[Dataset items]
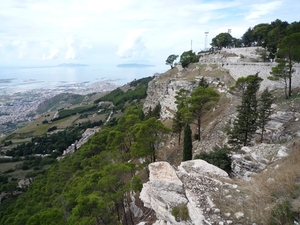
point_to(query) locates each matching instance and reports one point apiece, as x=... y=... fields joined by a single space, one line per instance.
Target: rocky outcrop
x=162 y=90
x=195 y=184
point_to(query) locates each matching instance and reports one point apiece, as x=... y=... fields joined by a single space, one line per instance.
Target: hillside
x=131 y=171
x=210 y=195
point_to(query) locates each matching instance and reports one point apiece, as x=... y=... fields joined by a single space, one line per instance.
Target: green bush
x=218 y=157
x=282 y=214
x=180 y=212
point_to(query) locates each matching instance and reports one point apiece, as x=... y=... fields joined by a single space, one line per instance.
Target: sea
x=20 y=79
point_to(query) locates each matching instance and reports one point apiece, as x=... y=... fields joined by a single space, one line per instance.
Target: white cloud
x=53 y=54
x=259 y=10
x=133 y=46
x=76 y=47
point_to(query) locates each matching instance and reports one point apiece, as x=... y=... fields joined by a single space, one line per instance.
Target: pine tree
x=187 y=144
x=201 y=100
x=245 y=124
x=264 y=110
x=281 y=72
x=203 y=82
x=179 y=119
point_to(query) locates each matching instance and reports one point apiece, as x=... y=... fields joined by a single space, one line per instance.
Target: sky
x=110 y=32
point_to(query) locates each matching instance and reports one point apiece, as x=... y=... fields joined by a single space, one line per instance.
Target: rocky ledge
x=194 y=184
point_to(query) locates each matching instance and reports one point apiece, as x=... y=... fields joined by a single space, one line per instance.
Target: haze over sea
x=19 y=79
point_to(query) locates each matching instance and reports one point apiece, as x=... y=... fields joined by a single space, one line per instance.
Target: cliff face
x=201 y=187
x=162 y=89
x=194 y=184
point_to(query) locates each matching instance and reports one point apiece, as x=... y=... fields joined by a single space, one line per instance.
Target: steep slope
x=212 y=200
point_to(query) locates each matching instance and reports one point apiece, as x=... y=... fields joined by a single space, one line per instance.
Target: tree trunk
x=199 y=127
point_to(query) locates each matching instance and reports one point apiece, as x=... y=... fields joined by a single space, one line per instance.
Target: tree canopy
x=170 y=60
x=188 y=57
x=222 y=40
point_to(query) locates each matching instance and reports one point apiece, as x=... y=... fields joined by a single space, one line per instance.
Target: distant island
x=71 y=65
x=136 y=65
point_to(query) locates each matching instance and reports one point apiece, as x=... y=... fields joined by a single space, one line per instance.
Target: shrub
x=180 y=212
x=282 y=214
x=218 y=157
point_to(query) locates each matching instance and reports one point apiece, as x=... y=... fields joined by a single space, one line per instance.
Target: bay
x=19 y=79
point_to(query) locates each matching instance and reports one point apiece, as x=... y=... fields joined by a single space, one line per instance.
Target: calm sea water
x=14 y=79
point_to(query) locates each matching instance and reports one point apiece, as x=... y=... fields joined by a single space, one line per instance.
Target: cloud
x=52 y=55
x=21 y=47
x=133 y=46
x=76 y=47
x=259 y=10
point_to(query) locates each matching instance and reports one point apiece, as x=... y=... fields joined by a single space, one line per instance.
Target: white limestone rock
x=200 y=167
x=163 y=191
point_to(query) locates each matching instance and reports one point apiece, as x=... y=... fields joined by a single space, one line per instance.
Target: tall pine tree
x=187 y=144
x=264 y=110
x=245 y=124
x=179 y=119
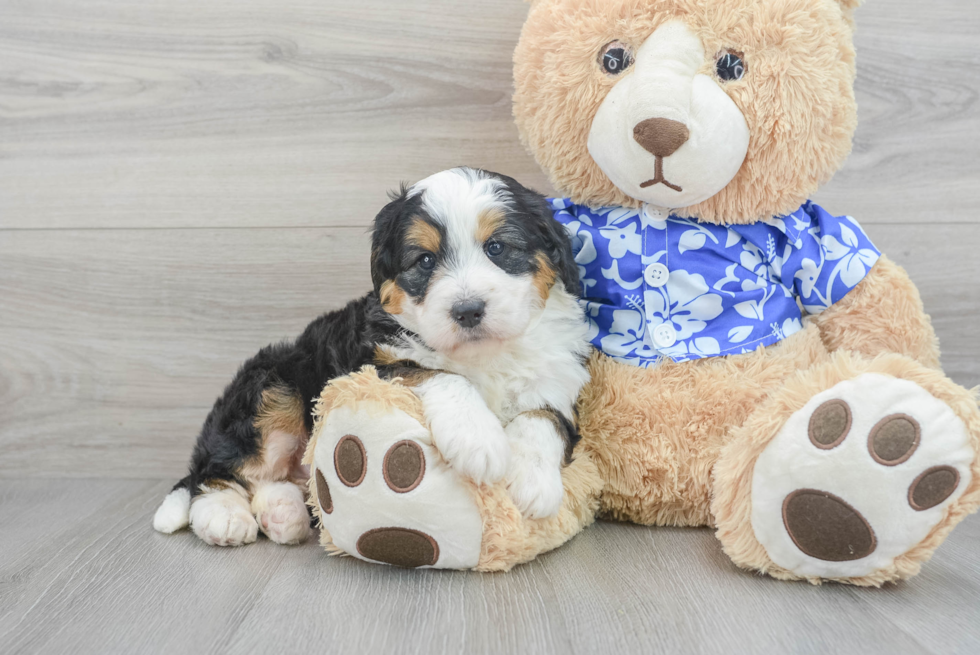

**What you are asked to do:** Leave the images out and give the rest of the data again exactly.

**Solution below:**
point_to(query) locates each matching instance and reports one point apiece, as x=... y=... fields joined by a single space, one line per instance.
Target: rocky outcrop
x=162 y=90
x=195 y=184
point_to(query) locates each matching instance and reports one point apiece, as x=... y=... fields joined by a single space, one line per instance.
Target: hillside
x=131 y=171
x=210 y=195
point_to(query) locates each matching instance and reports one point apiece, as x=... y=... fields joined by a single space, one line per instance.
Target: green bush
x=218 y=157
x=282 y=214
x=180 y=212
point_to(query) locates each matching instance and reports one point apiece, as x=... y=... fields joined by a single space, one line per instance.
Target: sea
x=20 y=79
point_to(query) locates each matching instance and reports one point apiece, as x=... y=... fields joined by a single space, one line per instance.
Target: white cloud
x=53 y=54
x=259 y=10
x=133 y=46
x=76 y=47
point_to(query) locates each matching instance and reports one point apiece, as x=... y=... fields joined by a single space, one line per instance.
Target: pine tree
x=187 y=144
x=201 y=100
x=245 y=124
x=264 y=110
x=281 y=72
x=203 y=82
x=179 y=119
point_to(query) locates each matching instance and reports one point apiece, as x=... y=... fields joined by a single space, one line per instance.
Target: sky
x=110 y=32
point_to(query) locates each matching instance and reports one point apiece, as x=... y=... fields joined by a single space, one line per instance.
Target: rocky ledge
x=194 y=184
point_to(query) locates each matching instance and reports one point apiece, as x=... y=... fields joined by a single space, one line per instance.
Target: haze over sea
x=19 y=79
point_to(query) locates each matching instance and reports one point apiece, as x=... y=... fields joined by a single space, one line per instance.
Target: cliff face
x=201 y=187
x=162 y=89
x=194 y=184
point_to(query) locates each matching instance and reports one point apiece, as x=... y=... fields joined by a single space, one line per instance.
Target: steep slope
x=212 y=200
point_to(query) locates each matching instance and reports one point apiece, as x=... y=... fields joined by a single space, one line per instance.
Target: tree trunk
x=199 y=127
point_to(query) locates each matching instance and reports one point apiece, as x=... y=... fields joined by a single space, one line per instance.
Target: tree canopy
x=170 y=60
x=188 y=57
x=222 y=40
point_to(query) locates each matching instance and reports one point apiece, as x=... y=... fields joined by a single space, one line per instance.
Target: distant island
x=71 y=65
x=136 y=65
point_to(query) locates each matching instance and reports one point apiece, as x=... y=... fields joined by a single space, one line per instance.
Target: shrub
x=180 y=212
x=282 y=214
x=218 y=157
point_to(query) locates each matching instance and reports one point apiece, as x=... y=... fields joined by a single space, one line per instance.
Target: bay
x=19 y=79
point_to(query) locates each matching instance and reports one point apiece, as x=... y=... fields joined by a single space, one line per instance.
Target: calm sea water
x=14 y=79
point_to(query) locates each matching instance and reports one point apiece, as x=... y=... fields joined by a single space, one line per instance.
Target: cloud
x=52 y=55
x=21 y=47
x=133 y=46
x=76 y=47
x=259 y=10
point_to(query) locates each matching instance and reports one point apiece, as x=... y=... fields joined by a single space, one line per instance.
Target: white limestone rock
x=200 y=167
x=163 y=191
point_to(query) locates each matching instance and reports one point apiece, as x=... y=... fields joined by a single space, one line per instance.
Target: tall pine tree
x=187 y=144
x=264 y=110
x=245 y=124
x=179 y=119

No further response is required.